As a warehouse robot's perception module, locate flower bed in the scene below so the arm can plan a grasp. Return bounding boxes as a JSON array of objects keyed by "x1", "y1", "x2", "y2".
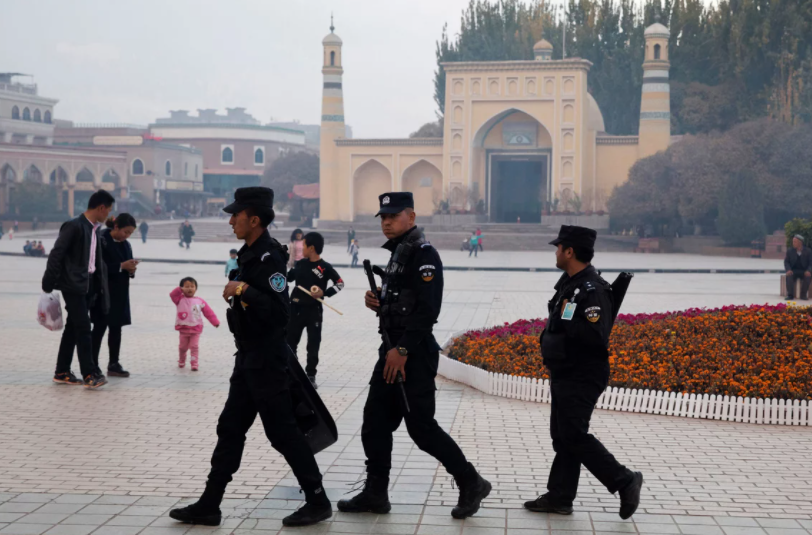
[{"x1": 448, "y1": 304, "x2": 812, "y2": 400}]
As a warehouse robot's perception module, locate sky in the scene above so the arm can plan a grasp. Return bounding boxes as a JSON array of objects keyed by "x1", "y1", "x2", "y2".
[{"x1": 0, "y1": 0, "x2": 482, "y2": 138}]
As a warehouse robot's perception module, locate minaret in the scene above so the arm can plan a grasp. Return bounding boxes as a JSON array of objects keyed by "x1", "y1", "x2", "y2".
[
  {"x1": 637, "y1": 22, "x2": 671, "y2": 158},
  {"x1": 319, "y1": 15, "x2": 345, "y2": 220}
]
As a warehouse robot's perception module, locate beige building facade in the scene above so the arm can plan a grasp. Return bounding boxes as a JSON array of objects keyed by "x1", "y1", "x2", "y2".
[{"x1": 320, "y1": 24, "x2": 671, "y2": 223}]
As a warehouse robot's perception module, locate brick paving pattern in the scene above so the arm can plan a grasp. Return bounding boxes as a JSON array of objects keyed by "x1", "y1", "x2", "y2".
[{"x1": 0, "y1": 248, "x2": 812, "y2": 535}]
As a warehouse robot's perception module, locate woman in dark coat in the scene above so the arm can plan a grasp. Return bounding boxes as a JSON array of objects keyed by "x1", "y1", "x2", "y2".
[{"x1": 91, "y1": 214, "x2": 138, "y2": 377}]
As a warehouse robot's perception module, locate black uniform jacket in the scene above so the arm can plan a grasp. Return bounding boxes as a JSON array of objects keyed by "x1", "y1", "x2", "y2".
[
  {"x1": 541, "y1": 265, "x2": 614, "y2": 371},
  {"x1": 227, "y1": 232, "x2": 290, "y2": 368},
  {"x1": 42, "y1": 214, "x2": 110, "y2": 313}
]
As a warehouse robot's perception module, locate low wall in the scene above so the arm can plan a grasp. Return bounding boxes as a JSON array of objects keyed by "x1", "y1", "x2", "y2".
[{"x1": 438, "y1": 355, "x2": 812, "y2": 426}]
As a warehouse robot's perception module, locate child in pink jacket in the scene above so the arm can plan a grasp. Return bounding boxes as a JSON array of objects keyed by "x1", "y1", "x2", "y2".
[{"x1": 169, "y1": 277, "x2": 220, "y2": 372}]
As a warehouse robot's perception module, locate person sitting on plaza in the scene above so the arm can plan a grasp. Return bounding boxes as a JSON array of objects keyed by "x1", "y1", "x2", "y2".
[{"x1": 784, "y1": 234, "x2": 812, "y2": 301}]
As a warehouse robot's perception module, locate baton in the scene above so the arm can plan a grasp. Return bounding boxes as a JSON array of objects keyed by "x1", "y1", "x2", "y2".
[
  {"x1": 296, "y1": 284, "x2": 344, "y2": 316},
  {"x1": 364, "y1": 260, "x2": 412, "y2": 412}
]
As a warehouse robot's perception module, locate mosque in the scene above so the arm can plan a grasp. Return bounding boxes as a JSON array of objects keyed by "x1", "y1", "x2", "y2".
[{"x1": 319, "y1": 23, "x2": 672, "y2": 223}]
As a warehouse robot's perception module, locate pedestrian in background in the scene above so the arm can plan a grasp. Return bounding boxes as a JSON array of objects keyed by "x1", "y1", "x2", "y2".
[
  {"x1": 169, "y1": 277, "x2": 220, "y2": 372},
  {"x1": 288, "y1": 228, "x2": 304, "y2": 269},
  {"x1": 784, "y1": 234, "x2": 812, "y2": 301},
  {"x1": 524, "y1": 225, "x2": 643, "y2": 520},
  {"x1": 90, "y1": 213, "x2": 138, "y2": 377},
  {"x1": 42, "y1": 190, "x2": 115, "y2": 388},
  {"x1": 350, "y1": 240, "x2": 361, "y2": 268}
]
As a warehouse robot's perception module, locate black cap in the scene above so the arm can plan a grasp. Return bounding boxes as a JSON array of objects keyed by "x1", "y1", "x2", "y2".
[
  {"x1": 375, "y1": 191, "x2": 414, "y2": 217},
  {"x1": 223, "y1": 187, "x2": 273, "y2": 214},
  {"x1": 550, "y1": 225, "x2": 598, "y2": 249}
]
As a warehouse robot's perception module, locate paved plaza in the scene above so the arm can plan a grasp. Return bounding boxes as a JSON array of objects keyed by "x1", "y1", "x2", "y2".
[{"x1": 0, "y1": 244, "x2": 812, "y2": 535}]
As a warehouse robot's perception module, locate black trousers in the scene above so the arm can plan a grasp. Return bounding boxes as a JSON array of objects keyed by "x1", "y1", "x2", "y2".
[
  {"x1": 56, "y1": 284, "x2": 96, "y2": 377},
  {"x1": 787, "y1": 271, "x2": 812, "y2": 299},
  {"x1": 361, "y1": 372, "x2": 468, "y2": 477},
  {"x1": 209, "y1": 352, "x2": 321, "y2": 491},
  {"x1": 547, "y1": 363, "x2": 632, "y2": 505},
  {"x1": 92, "y1": 313, "x2": 121, "y2": 373},
  {"x1": 288, "y1": 304, "x2": 323, "y2": 376}
]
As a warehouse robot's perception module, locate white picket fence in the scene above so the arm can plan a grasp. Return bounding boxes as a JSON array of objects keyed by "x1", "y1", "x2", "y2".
[{"x1": 439, "y1": 355, "x2": 812, "y2": 426}]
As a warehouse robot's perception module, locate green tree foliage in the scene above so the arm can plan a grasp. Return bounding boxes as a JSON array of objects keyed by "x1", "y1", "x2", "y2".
[
  {"x1": 262, "y1": 152, "x2": 319, "y2": 207},
  {"x1": 716, "y1": 170, "x2": 766, "y2": 246},
  {"x1": 434, "y1": 0, "x2": 812, "y2": 135},
  {"x1": 607, "y1": 118, "x2": 812, "y2": 238}
]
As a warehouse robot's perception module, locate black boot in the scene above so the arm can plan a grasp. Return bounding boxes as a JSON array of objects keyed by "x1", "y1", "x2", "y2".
[
  {"x1": 618, "y1": 472, "x2": 643, "y2": 520},
  {"x1": 282, "y1": 487, "x2": 333, "y2": 527},
  {"x1": 451, "y1": 463, "x2": 491, "y2": 520},
  {"x1": 338, "y1": 474, "x2": 392, "y2": 515},
  {"x1": 169, "y1": 483, "x2": 226, "y2": 526},
  {"x1": 524, "y1": 492, "x2": 572, "y2": 515}
]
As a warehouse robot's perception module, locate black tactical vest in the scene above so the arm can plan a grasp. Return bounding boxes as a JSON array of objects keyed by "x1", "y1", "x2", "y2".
[{"x1": 381, "y1": 229, "x2": 427, "y2": 331}]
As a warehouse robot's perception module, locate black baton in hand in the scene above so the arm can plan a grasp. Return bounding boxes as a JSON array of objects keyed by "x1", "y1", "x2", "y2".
[{"x1": 364, "y1": 260, "x2": 412, "y2": 412}]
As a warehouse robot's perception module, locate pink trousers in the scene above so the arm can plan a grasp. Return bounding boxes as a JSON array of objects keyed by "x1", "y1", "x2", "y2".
[{"x1": 178, "y1": 333, "x2": 201, "y2": 368}]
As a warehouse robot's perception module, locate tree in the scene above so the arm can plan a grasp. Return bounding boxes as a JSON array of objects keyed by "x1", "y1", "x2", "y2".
[
  {"x1": 716, "y1": 171, "x2": 766, "y2": 246},
  {"x1": 262, "y1": 152, "x2": 319, "y2": 208},
  {"x1": 409, "y1": 117, "x2": 444, "y2": 137}
]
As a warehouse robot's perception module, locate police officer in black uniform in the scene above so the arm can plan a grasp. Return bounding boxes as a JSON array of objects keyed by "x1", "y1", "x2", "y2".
[
  {"x1": 524, "y1": 225, "x2": 643, "y2": 519},
  {"x1": 169, "y1": 187, "x2": 332, "y2": 526},
  {"x1": 338, "y1": 192, "x2": 491, "y2": 518}
]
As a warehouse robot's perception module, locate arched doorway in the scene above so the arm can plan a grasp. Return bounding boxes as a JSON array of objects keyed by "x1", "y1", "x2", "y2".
[
  {"x1": 401, "y1": 160, "x2": 443, "y2": 216},
  {"x1": 0, "y1": 164, "x2": 17, "y2": 214},
  {"x1": 472, "y1": 108, "x2": 552, "y2": 223},
  {"x1": 353, "y1": 160, "x2": 392, "y2": 217}
]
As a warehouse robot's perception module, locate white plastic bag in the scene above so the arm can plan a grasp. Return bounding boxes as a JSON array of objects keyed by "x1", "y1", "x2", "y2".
[{"x1": 37, "y1": 292, "x2": 64, "y2": 331}]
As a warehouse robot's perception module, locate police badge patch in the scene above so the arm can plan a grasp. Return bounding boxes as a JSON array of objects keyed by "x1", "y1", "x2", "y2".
[{"x1": 268, "y1": 273, "x2": 288, "y2": 292}]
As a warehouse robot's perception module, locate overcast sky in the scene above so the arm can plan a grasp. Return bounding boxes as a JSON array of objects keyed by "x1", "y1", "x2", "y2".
[{"x1": 0, "y1": 0, "x2": 492, "y2": 137}]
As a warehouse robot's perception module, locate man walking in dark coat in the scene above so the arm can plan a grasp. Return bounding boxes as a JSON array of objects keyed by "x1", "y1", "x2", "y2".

● **WHAT IS ASKED**:
Please quote exactly the lines from the one containing "As a warehouse robot's perception module, locate white plastic" through the last line of the records above, both included, and nothing else.

● **TASK RESPONSE**:
As a warehouse robot's perception module, locate white plastic bag in the scene above so the arm can plan a grasp. Return bounding boxes as a JSON array of objects keyed by "x1", "y1", "x2", "y2".
[{"x1": 37, "y1": 292, "x2": 64, "y2": 331}]
As a warehouse robot's perception module, locate police badge patch in the scene above so the arm can plan a grasp. Return bounding boxes as a JSON array of objects keyed by "x1", "y1", "x2", "y2".
[{"x1": 268, "y1": 273, "x2": 288, "y2": 292}]
As a warehouse robot's perception module, locate overcast sky in the scene above so the arm can plan a grasp. Return bounding boxes as a JSON array of objects keyed by "x1", "y1", "x2", "y2".
[{"x1": 0, "y1": 0, "x2": 492, "y2": 137}]
As a warehouse robot's perception module, locate man walking in dark coat in the scene above so the arm can plan a grasp. Return bounding boxes as a JSON array of objects keyed by "x1", "y1", "x2", "y2".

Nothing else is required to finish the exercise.